Exercise → Output only the lines from the one holding "Find the storefront" to the end of the data below, please, copied exactly.

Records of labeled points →

┌────────

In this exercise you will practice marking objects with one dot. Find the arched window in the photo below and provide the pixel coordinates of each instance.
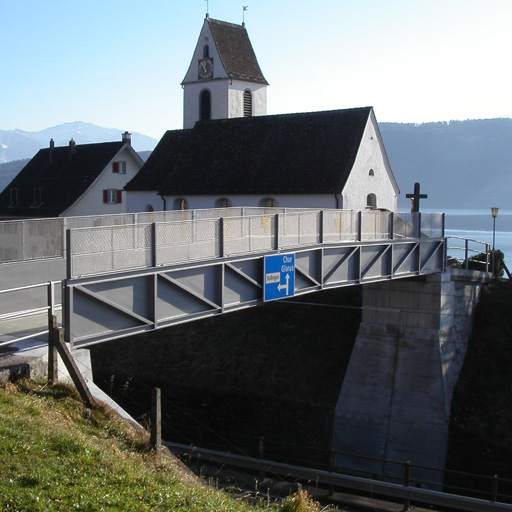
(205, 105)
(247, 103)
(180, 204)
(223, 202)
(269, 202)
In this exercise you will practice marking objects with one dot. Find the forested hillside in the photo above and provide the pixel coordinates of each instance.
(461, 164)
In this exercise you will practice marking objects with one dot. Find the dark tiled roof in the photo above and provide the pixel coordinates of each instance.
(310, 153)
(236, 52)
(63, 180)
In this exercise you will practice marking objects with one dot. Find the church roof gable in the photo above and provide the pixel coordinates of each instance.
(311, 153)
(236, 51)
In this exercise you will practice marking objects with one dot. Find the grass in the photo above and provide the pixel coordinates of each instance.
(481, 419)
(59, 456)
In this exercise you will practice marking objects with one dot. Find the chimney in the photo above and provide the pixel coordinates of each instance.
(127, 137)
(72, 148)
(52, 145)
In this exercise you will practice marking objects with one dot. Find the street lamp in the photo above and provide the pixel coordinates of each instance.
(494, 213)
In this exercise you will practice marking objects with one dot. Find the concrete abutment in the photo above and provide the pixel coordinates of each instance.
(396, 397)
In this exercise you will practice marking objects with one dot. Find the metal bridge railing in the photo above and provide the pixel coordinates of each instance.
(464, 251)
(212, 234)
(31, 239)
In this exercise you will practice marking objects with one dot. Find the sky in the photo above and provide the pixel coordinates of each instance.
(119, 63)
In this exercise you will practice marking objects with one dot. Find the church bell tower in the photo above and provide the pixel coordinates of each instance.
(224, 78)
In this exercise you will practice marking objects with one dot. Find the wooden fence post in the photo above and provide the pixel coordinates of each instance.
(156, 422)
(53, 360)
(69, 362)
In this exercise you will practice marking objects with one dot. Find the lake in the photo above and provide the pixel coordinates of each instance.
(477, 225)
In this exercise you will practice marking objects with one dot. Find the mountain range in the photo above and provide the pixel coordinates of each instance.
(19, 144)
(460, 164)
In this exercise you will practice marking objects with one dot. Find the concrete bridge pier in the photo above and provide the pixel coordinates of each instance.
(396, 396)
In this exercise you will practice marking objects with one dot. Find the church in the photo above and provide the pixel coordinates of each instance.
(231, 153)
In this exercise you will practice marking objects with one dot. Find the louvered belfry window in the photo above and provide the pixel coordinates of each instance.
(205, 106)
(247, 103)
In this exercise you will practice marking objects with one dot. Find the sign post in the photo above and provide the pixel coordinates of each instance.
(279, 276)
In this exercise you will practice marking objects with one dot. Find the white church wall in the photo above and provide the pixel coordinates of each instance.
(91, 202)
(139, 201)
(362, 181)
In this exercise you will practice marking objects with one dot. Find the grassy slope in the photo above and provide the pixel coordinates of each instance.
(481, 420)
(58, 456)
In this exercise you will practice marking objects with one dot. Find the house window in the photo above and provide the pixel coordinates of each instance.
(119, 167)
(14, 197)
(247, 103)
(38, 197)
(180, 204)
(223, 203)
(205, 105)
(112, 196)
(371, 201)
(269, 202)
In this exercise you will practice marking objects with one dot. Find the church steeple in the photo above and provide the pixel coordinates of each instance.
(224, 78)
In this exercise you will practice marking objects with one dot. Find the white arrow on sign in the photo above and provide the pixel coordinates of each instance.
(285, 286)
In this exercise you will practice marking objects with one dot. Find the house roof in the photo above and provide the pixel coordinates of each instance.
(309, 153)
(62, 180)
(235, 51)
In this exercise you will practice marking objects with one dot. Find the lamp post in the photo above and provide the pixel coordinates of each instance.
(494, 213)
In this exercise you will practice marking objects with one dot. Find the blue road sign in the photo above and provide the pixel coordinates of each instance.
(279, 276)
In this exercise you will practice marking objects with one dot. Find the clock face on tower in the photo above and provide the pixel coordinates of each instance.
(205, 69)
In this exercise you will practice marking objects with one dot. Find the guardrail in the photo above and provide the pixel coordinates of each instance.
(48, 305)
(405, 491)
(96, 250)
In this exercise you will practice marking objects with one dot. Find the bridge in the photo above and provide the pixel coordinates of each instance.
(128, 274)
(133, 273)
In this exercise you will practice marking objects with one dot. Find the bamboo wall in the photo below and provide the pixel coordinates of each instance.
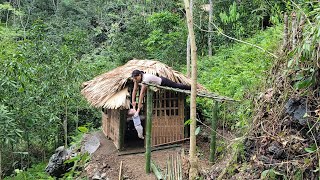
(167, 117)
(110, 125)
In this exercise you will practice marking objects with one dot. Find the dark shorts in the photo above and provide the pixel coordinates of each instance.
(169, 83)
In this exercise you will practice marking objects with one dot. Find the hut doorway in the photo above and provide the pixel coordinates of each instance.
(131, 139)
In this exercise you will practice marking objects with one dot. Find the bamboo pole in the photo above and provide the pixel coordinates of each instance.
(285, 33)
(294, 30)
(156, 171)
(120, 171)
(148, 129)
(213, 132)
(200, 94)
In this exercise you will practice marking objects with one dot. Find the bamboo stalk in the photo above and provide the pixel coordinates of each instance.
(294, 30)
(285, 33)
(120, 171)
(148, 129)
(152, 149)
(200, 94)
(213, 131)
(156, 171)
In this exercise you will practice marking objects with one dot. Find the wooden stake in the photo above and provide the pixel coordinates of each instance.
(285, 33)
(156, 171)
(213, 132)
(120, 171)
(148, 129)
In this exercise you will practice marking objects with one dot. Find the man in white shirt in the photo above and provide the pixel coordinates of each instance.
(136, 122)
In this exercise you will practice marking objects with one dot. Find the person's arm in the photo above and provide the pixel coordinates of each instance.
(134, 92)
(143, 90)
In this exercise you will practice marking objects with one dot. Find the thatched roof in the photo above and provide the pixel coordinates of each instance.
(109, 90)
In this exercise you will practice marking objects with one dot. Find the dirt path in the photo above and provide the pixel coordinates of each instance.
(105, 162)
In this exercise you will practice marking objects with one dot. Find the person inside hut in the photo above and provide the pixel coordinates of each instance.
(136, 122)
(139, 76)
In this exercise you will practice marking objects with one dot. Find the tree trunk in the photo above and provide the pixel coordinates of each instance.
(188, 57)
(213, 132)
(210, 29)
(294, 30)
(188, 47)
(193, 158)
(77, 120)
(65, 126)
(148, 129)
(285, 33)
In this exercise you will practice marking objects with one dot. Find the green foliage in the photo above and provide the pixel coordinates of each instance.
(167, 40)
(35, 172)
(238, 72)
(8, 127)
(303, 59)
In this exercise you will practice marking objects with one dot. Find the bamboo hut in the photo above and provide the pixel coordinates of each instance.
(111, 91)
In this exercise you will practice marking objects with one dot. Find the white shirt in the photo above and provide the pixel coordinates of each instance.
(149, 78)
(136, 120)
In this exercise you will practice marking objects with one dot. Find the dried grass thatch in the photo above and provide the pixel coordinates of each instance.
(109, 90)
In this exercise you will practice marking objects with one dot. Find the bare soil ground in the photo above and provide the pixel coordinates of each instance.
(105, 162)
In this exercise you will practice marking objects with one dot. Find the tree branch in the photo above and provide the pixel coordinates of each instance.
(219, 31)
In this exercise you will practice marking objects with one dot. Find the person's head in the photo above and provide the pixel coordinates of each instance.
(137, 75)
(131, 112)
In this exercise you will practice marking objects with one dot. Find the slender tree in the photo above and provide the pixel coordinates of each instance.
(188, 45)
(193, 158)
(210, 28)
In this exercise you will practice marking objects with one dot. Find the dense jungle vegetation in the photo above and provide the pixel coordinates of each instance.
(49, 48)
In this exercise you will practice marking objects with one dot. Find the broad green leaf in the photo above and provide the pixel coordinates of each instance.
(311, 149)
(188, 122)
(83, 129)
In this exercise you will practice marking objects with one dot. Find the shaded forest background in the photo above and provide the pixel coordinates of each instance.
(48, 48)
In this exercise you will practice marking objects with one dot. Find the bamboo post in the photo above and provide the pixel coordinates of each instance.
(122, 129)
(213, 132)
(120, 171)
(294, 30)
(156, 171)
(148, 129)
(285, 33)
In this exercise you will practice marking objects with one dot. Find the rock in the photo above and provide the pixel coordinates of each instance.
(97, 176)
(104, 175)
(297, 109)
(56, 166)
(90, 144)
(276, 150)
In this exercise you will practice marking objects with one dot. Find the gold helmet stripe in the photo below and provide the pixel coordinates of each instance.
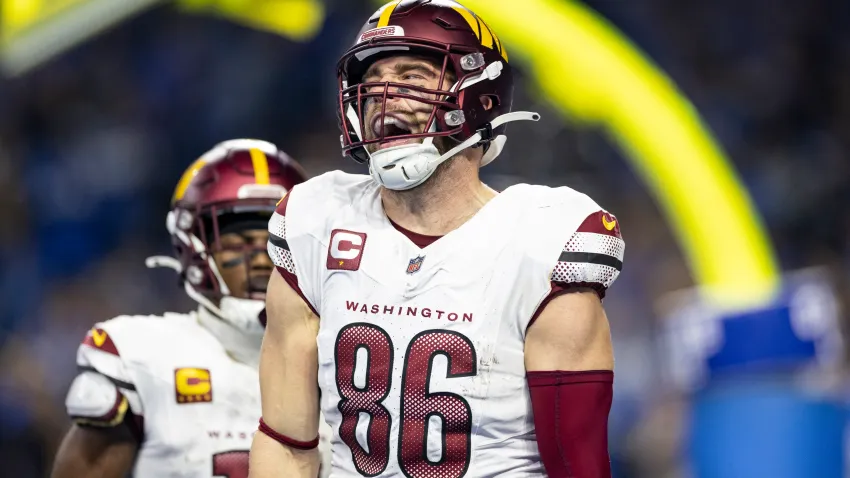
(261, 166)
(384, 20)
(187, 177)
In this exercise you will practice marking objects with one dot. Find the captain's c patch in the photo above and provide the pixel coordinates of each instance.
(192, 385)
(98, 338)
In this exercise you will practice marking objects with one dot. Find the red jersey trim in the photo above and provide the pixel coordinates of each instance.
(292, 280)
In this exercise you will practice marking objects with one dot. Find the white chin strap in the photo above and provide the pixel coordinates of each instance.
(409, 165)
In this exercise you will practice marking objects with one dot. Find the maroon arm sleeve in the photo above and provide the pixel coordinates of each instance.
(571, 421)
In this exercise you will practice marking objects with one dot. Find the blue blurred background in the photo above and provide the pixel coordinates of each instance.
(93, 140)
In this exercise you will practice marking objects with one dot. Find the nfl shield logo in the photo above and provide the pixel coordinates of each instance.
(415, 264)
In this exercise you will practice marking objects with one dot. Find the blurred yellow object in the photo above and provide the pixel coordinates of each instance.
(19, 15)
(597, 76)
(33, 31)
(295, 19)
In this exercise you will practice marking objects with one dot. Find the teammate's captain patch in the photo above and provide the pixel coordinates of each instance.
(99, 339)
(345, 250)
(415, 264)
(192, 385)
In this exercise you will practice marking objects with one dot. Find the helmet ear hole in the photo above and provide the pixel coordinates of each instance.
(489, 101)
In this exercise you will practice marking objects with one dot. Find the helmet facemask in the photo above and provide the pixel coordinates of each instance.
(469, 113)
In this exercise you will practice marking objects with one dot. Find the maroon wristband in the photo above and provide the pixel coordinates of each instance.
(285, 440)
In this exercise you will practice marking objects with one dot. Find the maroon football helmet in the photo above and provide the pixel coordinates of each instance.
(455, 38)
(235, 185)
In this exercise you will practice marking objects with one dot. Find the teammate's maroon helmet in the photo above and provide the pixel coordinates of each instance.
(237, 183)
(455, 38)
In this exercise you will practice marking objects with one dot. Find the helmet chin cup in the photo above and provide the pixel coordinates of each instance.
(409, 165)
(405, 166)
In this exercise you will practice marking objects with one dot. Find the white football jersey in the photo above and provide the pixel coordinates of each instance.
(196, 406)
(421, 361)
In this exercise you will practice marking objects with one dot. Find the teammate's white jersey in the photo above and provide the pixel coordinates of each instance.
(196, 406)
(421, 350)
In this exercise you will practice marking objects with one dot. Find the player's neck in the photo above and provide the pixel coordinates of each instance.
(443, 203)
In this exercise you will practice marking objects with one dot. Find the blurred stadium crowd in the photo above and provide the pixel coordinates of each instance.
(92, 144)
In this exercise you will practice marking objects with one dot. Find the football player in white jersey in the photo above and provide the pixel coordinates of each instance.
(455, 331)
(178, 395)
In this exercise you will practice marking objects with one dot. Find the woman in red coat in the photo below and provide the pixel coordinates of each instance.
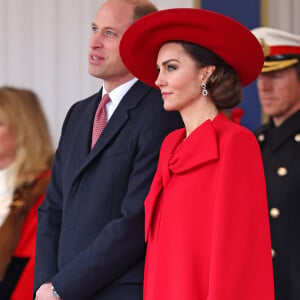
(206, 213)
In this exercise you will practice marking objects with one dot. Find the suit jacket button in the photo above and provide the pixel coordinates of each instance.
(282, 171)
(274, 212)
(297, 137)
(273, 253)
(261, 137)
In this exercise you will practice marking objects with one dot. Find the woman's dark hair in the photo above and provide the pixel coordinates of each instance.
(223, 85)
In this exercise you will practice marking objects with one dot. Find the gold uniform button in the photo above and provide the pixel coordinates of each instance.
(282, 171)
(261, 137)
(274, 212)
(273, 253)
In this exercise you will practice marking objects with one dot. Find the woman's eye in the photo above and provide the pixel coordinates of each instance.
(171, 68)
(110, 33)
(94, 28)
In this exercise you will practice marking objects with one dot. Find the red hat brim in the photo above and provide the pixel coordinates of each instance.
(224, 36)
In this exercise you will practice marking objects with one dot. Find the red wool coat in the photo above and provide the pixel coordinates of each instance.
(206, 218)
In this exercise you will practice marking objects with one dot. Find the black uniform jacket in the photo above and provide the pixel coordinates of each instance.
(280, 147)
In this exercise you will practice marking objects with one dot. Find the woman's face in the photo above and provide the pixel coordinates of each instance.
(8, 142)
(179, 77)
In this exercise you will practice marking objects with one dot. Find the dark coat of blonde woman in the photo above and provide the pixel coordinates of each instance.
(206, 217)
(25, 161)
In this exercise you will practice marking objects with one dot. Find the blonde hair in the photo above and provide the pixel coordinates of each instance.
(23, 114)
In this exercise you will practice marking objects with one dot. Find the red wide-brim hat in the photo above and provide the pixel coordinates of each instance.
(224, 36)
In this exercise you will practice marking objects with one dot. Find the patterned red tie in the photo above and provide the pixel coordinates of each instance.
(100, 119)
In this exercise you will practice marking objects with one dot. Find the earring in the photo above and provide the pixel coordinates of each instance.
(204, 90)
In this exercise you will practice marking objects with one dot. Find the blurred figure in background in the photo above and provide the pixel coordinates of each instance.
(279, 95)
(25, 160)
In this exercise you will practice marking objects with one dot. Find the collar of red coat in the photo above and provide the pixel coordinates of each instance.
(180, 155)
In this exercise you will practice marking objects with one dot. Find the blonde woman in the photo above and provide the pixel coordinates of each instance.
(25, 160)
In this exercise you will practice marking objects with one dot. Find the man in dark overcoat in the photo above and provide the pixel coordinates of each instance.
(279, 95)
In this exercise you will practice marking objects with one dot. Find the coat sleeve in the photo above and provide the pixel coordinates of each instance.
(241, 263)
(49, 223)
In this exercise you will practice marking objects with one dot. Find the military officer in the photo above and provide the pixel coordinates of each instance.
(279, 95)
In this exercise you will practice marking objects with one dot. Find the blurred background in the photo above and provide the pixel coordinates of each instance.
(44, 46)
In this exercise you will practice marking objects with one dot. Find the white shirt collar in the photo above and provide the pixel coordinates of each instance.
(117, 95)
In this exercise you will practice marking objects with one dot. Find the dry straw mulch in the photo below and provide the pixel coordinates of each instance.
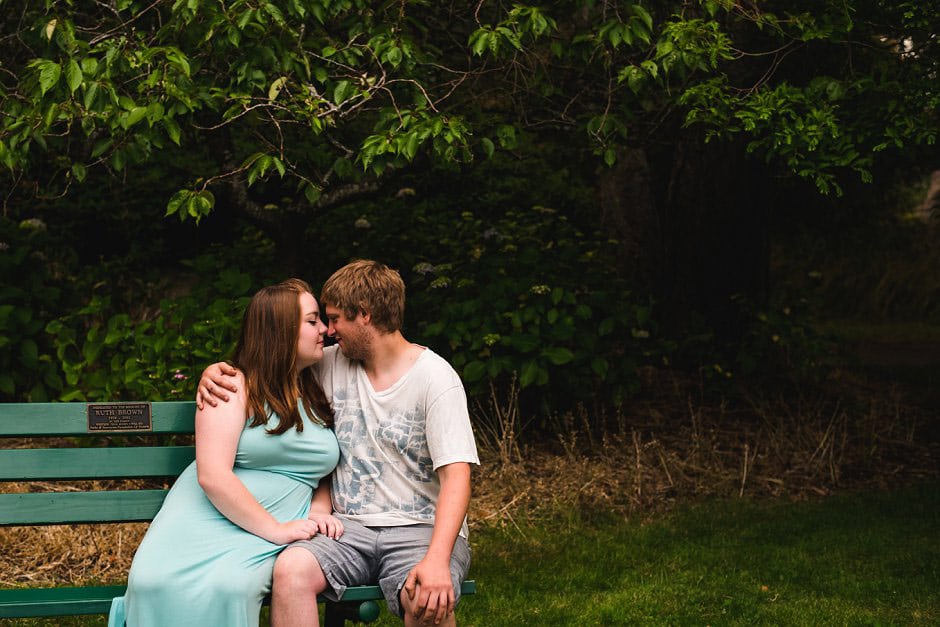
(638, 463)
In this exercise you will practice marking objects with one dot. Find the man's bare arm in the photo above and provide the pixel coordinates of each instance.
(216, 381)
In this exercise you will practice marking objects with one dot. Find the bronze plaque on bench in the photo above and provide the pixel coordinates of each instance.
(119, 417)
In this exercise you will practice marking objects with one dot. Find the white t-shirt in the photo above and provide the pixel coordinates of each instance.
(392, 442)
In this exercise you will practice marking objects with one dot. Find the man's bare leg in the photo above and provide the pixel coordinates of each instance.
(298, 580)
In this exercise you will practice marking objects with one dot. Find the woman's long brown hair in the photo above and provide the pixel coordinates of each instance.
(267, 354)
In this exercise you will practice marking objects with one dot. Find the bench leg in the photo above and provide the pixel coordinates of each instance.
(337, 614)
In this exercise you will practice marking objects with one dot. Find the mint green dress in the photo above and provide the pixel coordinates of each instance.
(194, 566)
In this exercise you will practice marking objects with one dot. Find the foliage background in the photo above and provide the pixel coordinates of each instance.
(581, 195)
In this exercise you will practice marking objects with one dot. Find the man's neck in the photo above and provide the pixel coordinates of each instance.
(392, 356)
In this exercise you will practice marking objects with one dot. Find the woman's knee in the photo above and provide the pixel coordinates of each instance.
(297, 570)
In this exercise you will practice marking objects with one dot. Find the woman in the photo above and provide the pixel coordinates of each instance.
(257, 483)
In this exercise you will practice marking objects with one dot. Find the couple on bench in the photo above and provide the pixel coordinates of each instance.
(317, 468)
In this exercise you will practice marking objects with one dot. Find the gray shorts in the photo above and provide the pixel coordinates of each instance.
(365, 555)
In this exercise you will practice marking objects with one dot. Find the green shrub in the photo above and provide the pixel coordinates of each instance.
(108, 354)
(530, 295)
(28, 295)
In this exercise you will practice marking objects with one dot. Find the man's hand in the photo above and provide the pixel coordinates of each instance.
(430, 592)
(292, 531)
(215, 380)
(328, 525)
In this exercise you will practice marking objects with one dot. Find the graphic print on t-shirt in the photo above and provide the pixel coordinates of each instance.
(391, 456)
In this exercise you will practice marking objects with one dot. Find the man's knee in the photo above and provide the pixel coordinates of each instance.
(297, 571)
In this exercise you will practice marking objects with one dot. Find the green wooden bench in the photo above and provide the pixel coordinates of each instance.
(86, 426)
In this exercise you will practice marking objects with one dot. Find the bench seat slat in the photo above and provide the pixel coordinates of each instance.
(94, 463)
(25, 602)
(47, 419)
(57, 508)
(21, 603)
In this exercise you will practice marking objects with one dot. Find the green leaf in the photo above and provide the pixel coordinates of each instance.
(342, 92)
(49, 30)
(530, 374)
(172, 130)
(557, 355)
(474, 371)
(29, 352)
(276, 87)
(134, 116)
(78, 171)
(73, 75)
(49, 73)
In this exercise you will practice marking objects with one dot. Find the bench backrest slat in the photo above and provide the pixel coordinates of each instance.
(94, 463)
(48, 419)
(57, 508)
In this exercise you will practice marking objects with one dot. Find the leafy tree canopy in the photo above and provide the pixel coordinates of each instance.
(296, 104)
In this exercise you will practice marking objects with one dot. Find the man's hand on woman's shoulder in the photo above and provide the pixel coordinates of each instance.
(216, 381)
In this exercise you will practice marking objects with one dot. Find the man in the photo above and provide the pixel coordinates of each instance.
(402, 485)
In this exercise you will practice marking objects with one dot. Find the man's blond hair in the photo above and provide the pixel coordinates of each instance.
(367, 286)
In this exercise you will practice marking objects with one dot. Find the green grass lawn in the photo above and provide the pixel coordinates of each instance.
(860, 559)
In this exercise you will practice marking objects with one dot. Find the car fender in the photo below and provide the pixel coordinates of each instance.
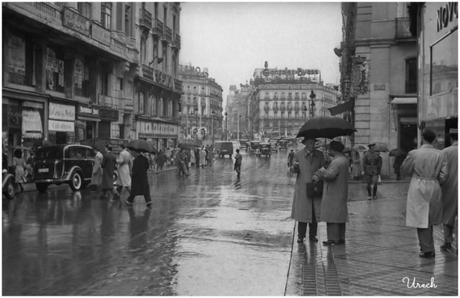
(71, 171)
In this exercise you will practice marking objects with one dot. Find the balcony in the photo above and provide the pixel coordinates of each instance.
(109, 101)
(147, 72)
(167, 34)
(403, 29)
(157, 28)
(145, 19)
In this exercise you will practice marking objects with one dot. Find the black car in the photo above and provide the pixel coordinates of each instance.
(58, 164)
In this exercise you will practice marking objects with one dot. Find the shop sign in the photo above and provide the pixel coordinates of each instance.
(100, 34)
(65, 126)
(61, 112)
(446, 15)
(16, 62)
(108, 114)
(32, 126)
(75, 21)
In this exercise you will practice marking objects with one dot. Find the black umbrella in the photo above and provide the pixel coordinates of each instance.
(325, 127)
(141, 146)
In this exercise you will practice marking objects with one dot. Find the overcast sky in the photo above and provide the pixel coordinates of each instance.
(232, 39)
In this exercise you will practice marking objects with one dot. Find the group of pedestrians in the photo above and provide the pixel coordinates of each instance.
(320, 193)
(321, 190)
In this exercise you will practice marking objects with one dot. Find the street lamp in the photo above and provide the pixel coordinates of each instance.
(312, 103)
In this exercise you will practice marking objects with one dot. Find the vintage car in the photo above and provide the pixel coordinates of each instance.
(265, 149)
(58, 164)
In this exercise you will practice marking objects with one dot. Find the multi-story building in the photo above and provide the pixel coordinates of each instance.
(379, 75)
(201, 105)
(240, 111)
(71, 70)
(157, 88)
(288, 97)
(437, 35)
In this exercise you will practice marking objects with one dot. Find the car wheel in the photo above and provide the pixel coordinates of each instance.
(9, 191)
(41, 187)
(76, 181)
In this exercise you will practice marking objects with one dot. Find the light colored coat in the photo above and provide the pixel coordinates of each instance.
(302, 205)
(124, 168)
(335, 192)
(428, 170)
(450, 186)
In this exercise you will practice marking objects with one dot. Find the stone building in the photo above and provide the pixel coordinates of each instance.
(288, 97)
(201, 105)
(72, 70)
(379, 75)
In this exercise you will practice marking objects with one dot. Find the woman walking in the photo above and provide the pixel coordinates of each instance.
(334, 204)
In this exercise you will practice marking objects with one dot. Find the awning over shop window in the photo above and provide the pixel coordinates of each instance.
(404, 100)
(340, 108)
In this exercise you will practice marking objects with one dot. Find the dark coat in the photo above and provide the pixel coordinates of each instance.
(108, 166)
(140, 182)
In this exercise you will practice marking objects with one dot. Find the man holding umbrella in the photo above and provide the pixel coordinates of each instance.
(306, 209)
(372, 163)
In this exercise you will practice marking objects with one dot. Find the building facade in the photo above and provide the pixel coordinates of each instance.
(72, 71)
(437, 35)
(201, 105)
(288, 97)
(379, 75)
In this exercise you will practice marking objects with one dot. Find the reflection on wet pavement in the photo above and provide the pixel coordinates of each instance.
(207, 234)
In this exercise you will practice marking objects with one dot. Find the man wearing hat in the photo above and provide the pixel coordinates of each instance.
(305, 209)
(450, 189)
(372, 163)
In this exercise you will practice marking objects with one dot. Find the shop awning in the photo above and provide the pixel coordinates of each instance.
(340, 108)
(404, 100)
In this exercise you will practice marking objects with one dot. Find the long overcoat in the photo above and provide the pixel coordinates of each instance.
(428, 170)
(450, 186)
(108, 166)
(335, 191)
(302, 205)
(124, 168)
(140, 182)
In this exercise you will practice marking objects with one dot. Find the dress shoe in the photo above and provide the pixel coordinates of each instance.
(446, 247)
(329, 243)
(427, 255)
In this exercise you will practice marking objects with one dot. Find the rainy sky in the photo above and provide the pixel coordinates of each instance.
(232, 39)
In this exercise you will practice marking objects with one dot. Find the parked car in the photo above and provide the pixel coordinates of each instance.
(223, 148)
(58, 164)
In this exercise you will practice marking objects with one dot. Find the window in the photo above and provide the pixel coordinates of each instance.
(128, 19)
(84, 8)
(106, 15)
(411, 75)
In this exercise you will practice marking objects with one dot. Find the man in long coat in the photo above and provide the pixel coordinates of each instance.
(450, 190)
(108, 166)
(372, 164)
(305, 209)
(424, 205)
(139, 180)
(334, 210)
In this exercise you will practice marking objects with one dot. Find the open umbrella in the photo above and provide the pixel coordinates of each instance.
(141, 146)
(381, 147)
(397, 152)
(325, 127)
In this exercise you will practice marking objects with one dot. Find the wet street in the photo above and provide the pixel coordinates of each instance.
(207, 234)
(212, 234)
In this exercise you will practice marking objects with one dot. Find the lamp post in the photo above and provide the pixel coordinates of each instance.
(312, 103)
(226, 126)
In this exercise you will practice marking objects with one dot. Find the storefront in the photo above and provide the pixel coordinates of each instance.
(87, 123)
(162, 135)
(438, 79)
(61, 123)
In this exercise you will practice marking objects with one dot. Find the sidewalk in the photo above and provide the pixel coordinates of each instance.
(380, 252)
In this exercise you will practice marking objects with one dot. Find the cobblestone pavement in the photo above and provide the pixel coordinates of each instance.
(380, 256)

└────────

Finished task →
In this exercise you will practice marking objects with one dot. Find the storefront in the photo above and provide the pixel coordinates of each instance.
(87, 123)
(162, 135)
(438, 79)
(61, 123)
In this exercise you will practice marking objects with one dot. Find the sidewalk in the photo above and provide the pixel coordinates of each instance.
(380, 252)
In this exercise you will practice marking objects with one dot. Find the cobblestone pavement in the photo above and provide the pixel coordinates of each instance.
(380, 256)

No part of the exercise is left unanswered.